> _SELECTED EXCERPT_:
There is a special way the light hits the Smoky Mountains at sundown. I’m looking at mountain grandeur right now. The view is nothing short of cinematic.
I am on a vacation, here in the arresting glory of Appalachia, and I’m wondering about where our country is going.
I wonder things about our nation. Such as, why, in America, do hotdogs come in packs of eight but hotdog buns come in packs of 12?
Why do Americans leave expensive cars parked outside, but use their garages to store worthless junk?
Why does Walgreens make sick people walk to the back of the store to buy prescriptions, while healthy people can buy cigarettes up front?
Why do Americans insist on calling them “apartments,” when they’re all stuck together?
Why does my American wife have to open her mouth to put on mascara?
These are just a few of the pressing issues facing this nation that I’m wondering about.
I’m also wondering about an old man, from Sacramento, who was in the grocery store one afternoon, buying—of all things—bananas.
Whereupon he noticed a young Latina woman in line ahead of him. The woman’s name was Isla. Isla emailed me this story.
Isla had her four kids in tow. She was still wearing her maid’s uniform. She was counting exact change. Crumpled dollars. Loose nickels. But Isla came up short.
So the old man paid for her groceries.
Isla thanked him and began to cry. The man followed her into the parking lot and loaded her groceries. She asked if she could repay his kindness.

> _TASK ITEM 1_:
Please reproduce the Smoky Mountains piece between "I am on a vacation, here" and "all stuck together?", inclusive.
> _TASK ITEM 2_:
Quote every sentence in the Smoky Mountains piece that begins with the word "Why".
The items have nothing to do with this.

> _MATERIAL SHOWN_:
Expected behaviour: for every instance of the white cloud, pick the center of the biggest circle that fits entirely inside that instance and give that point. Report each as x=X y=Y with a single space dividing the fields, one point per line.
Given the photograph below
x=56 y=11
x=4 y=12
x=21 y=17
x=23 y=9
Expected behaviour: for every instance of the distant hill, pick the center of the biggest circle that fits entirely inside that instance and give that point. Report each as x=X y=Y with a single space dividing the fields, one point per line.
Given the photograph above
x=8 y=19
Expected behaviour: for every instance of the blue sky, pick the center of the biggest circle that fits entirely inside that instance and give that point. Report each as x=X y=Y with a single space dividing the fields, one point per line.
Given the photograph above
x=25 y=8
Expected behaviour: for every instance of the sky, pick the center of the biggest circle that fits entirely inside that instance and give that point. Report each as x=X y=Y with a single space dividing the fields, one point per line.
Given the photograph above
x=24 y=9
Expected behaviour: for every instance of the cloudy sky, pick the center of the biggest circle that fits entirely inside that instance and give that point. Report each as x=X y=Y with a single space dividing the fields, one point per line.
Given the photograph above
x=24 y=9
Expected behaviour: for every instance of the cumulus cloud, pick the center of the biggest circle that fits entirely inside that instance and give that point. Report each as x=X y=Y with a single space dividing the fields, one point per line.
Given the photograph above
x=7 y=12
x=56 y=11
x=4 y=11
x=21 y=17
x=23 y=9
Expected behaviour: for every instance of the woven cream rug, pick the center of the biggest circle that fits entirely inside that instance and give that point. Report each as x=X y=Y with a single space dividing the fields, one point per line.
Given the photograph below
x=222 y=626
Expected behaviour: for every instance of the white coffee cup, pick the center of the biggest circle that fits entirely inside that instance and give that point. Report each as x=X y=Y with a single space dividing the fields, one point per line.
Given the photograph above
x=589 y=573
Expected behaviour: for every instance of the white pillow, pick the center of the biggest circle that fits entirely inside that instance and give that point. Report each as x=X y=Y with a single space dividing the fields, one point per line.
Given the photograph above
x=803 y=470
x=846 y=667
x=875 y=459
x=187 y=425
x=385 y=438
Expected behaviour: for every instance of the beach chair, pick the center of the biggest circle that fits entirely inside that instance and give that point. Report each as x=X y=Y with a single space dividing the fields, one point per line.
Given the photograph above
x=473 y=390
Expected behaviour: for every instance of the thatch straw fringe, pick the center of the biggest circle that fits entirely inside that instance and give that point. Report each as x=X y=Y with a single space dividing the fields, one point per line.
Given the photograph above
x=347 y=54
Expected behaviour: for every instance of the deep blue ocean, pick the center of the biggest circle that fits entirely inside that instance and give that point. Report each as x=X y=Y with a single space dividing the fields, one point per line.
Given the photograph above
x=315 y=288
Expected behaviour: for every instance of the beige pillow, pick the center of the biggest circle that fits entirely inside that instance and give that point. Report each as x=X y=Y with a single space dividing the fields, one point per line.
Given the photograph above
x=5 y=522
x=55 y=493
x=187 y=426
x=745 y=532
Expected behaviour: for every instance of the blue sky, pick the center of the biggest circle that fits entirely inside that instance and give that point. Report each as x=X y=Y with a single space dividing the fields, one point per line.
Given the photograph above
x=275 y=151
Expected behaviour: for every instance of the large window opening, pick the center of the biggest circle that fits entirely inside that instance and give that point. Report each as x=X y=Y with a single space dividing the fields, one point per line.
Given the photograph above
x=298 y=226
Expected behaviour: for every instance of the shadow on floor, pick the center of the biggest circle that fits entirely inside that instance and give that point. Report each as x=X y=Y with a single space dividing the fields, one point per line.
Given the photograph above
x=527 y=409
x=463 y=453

> _TASK SOLUTION 1_:
I am on a vacation, here in the arresting glory of Appalachia, and I’m wondering about where our country is going.
I wonder things about our nation. Such as, why, in America, do hotdogs come in packs of eight but hotdog buns come in packs of 12?
Why do Americans leave expensive cars parked outside, but use their garages to store worthless junk?
Why does Walgreens make sick people walk to the back of the store to buy prescriptions, while healthy people can buy cigarettes up front?
Why do Americans insist on calling them “apartments,” when they’re all stuck together?

> _TASK SOLUTION 2_:
- Why do Americans leave expensive cars parked outside, but use their garages to store worthless junk?
- Why does Walgreens make sick people walk to the back of the store to buy prescriptions, while healthy people can buy cigarettes up front?
- Why do Americans insist on calling them “apartments,” when they’re all stuck together?
- Why does my American wife have to open her mouth to put on mascara?